Memasuki tahun 1923, Soewara Moehammadijah ”Diterbitkan dengan pertjoemah oleh MOEHAMMADIJAH bahagian TAMAN POESTAKA NGAJOGYAKARTA” menggunakan bahasa Melayu secara keseluruhan. Di atas box redaksi tertulis: ”Orgaan Moehammadijah memoeat katerangan hal agama Islam dan memoeat kaperloean-kaperloean Mohemmadijah dengan bahagiannja. Terbit pada tiap-tiap boelan sekali.” Haji Fachrodin yang menjabat sebagai hoofdredacteur dibantu Soemodirdjo (pembantu redaksi) dan M. Zarkasi (pengelola administrasi) kembali melakukan reformasi dengan memasukkan beberapa cabang Muhammadiyah di jajaran redaksi (redacteuren) dan administrasi (administratuuren). Terhitung sejak tahun 1924, nama surat kabar ini berubah ejaan menjadi: Soeara Moehammadijah. Sejak Haji Fachrodin menggawangi penerbitan pada tahun 1922 sampai 1924, Soeara Moehammadijah sudah memiliki percetakan sendiri, yaitu Percetakan Persatuan (Persatoean Drukkerij).
Memasuki tahun 1925, ukuran majalah Soeara Moehammadijah kembali diperkecil, yaitu 11,5×16 cm. Pemimpin redaksi sudah digantikan oleh Soemodirdjo. Sejak tahun ini, para redaktur yang mengelola surat kabar ini adalah: R.H. Hadjid, M. Amir Dasoeki, H. Abdul-Aziz, dan M. Junus Anies. Pengelola administrasi H. Dangi Joesak dan H. Abdul-Hakim. Pada masa kepemimpinan Soemodirdjo, Soeara Moehammadijah mengeluarkan ma’loemat bahwa terhitung tahun 1925, surat kabar ini mengeluarkan halaman khusus untuk isteri (perempuan). Pada edisi nomor 1 tahun 1925, Soeara Moehammadijah telah mengeluarkan halaman khusus bernama Isteri-Islam. Halaman khusus Isteri-Islam inilah yang di kemudian hari melahirkan media baru bernama Soeara ‘Aisjijah.
Cukup menarik di sini karena Soeara Moehammadijah nomor perdana tahun 1925 telah menggunakan istilah baru untuk menyebut nama tanah air. Pada halaman cover depan tertulis: ”Dikeloearkan oleh perkoempoelan Moehammadijah Bg. TAMAN POESTAKA (INDONESIA).” Bahkan, Soemodirdjo menulis sebuah artikel dengan judul, ”Anak Indonesia, Awas.” Meskipun demikian, penggunaan istilah ”Indonesia” untuk menyebut nama tanah air ini masih belum konsisten pada waktu itu.

**LATIHAN**
Tolong lanjutkan teks tentang sejarah surat kabar Soeara Moehammadijah di atas, mulai setelah kalimat terakhirnya.

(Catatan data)
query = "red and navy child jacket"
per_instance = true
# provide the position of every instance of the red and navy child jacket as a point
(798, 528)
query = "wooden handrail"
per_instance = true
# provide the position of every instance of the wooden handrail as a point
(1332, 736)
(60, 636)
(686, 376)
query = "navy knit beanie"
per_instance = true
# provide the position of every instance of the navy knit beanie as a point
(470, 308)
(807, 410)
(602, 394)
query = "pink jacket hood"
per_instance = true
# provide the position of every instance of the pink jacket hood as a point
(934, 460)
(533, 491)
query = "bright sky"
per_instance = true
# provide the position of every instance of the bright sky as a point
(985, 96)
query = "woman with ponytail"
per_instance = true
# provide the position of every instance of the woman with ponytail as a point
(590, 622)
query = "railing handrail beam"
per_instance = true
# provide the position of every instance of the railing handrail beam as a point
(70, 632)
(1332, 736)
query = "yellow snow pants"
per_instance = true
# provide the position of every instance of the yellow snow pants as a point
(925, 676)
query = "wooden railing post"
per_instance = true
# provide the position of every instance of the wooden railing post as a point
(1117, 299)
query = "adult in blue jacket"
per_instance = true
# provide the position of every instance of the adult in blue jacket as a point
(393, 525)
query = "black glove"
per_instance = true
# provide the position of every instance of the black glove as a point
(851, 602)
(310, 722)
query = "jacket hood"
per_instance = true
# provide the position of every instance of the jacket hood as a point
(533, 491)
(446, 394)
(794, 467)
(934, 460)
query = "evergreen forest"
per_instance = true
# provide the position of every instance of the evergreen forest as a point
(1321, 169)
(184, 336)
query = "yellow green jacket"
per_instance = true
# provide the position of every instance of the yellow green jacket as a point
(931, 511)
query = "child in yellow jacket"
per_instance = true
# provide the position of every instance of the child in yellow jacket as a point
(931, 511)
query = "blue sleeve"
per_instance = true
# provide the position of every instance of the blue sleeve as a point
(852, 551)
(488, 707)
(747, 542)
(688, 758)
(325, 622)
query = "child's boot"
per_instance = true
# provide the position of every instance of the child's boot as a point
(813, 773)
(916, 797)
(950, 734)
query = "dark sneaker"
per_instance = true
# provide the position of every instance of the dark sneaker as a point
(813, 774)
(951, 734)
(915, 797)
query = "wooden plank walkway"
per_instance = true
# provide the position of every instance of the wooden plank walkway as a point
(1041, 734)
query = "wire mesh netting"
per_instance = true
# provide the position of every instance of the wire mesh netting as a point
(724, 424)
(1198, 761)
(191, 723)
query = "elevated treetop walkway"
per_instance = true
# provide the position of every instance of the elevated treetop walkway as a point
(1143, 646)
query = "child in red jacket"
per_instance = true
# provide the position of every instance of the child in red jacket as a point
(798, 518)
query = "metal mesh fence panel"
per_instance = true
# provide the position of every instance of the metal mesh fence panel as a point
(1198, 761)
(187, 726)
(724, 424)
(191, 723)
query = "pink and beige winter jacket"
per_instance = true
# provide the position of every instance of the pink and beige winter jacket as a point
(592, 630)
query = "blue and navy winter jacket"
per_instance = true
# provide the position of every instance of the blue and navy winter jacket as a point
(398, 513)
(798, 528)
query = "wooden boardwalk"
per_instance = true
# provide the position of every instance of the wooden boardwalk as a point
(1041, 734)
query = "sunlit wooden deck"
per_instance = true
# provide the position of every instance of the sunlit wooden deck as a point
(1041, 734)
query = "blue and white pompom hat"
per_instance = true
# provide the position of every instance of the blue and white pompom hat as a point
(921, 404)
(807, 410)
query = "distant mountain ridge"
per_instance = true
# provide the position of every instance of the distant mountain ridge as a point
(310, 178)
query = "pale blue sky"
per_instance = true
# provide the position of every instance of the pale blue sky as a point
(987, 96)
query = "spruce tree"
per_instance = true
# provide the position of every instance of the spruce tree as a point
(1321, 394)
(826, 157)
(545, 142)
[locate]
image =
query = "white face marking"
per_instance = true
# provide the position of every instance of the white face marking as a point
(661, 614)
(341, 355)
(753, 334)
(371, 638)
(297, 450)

* * *

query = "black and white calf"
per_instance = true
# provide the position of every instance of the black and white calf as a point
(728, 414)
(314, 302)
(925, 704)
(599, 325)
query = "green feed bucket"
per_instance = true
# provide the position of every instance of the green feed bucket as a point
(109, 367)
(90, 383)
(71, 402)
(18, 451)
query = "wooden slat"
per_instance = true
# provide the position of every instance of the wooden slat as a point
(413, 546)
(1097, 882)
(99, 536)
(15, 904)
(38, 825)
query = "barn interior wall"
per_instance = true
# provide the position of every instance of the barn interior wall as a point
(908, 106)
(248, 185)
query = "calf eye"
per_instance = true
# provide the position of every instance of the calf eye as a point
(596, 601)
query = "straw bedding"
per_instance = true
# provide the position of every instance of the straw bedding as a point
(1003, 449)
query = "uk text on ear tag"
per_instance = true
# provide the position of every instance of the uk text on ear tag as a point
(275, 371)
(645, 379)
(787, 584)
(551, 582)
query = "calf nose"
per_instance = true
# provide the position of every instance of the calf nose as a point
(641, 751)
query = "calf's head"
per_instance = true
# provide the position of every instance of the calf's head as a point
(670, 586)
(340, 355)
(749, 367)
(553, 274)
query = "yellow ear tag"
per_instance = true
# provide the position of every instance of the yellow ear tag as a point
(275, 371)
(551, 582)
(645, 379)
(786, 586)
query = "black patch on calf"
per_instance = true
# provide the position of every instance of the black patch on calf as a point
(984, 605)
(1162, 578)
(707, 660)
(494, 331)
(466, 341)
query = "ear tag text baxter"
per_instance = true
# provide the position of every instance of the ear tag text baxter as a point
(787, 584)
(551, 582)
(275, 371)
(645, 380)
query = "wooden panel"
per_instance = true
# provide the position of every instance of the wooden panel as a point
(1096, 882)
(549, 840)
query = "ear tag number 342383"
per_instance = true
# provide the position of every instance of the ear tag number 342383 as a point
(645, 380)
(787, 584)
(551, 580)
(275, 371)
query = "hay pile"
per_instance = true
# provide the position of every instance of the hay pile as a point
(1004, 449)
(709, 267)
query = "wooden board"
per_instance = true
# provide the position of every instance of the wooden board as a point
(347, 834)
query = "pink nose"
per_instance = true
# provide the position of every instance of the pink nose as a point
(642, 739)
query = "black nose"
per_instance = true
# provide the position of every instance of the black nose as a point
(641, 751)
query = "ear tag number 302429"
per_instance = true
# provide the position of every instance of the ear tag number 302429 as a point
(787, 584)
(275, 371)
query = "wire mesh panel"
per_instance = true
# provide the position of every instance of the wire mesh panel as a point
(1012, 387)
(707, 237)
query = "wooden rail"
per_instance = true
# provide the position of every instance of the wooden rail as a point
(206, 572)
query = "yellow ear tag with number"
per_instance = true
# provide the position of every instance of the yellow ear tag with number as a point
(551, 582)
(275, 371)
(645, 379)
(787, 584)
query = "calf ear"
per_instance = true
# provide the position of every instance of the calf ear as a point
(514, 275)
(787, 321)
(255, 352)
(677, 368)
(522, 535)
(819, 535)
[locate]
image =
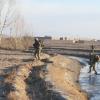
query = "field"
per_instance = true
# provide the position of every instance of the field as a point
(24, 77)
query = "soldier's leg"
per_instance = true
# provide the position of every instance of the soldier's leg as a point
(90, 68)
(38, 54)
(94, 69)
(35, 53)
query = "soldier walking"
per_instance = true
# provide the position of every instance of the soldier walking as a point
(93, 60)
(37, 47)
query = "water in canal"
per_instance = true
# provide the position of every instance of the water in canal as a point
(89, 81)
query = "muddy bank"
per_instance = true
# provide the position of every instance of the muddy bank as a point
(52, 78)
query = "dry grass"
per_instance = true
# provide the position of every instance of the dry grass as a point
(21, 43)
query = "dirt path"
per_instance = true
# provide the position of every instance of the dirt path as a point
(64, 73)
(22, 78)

**JAWABAN LATIHAN**
Pada awal tahun 1927, Soeara Moehammadijah terbit dengan ukuran 13×19,5 cm. Redaksi dikendalikan oleh H. Abdul Aziz. Tetapi, memasuki tahun 1928, terjadi perubahan pemimpin redaksi sempai dua kali antara M. Junus Anies dan H. Abdul Aziz. Memasuki tahun 1929-1931, S. Tjitrosoebono menjabat sebagai commissie van redactie Soeara Moehammadijah. Pada periode ini, Soeara Moehammadijah terbit dengan ukuran 17,5×24 cm. Di awal tahun 1929, Soeara Moehammadijah terbit dua kali sebulan. Pada halaman cover depan edisi nomor 1-2 tahun 1929 tertulis motto: ”Officieel orgaan dari perserikatan Moehammadijah Hindia Timoer.” Selaku pengelola administrasi M. Badjoeri. Sejak terbit sebagai dwi mingguan, Soeara Moehammadijah menetapkan harga langganan sebesar f. 1.25 per tiga bulan. Memasuki tahun 1931, Soeara Moehammadijah terbit tiga kali sebulan, tetapi dengan jumlah halaman lebih sedikit (24 halaman).
Pada sekitar tahun 1932-1939, Soeara Moehammadijah memang tetap terbit, tetapi tidak banyak informasi tentang siapa pengelola redaksi dan administrasinya. Soeara Moehammadijah sejak memasuki tahun 1934 adalah ”Officieel orgaan” yang ”Diterbitkan pada tiap-tiap boelan” dikendalikan ”Oleh Hoofdbestuur Moehammadijah di Djokjakarta.” Tampaknya, penerbitan surat kabar ini banyak mengalami kesulitan dalam hal pendanaan. Ini dibuktikan dengan makin seringnya pihak administrasi surat kabar ini menarik tagihan dan meminta sokongan derma dari warga Muhammadiyah.
Barangkali antara tahun 1940-1943 menjadi masa-masa yang paling sulit bagi Soeara Moehammadijah karena hanya mampu terbit enam bulan sekali. Situasi politik dunia internasional sedang tidak menguntungkan sehingga bahan baku cetak sulit diperoleh di tanah air. Ditambah lagi dengan kolonialisme Jepang, hampir semua penerbitan di tanah air mengalami kelumpuhan total. Tetapi Soeara Moehammadijah mampu terbit sekalipun hanya enam bulan sekali dan jumlah cetakan sangat terbatas. Tidak terdapat keterangan yang cukup mengenai siapa pengelola redaksi Soeara Moehammadijah pada tahun-tahun ini.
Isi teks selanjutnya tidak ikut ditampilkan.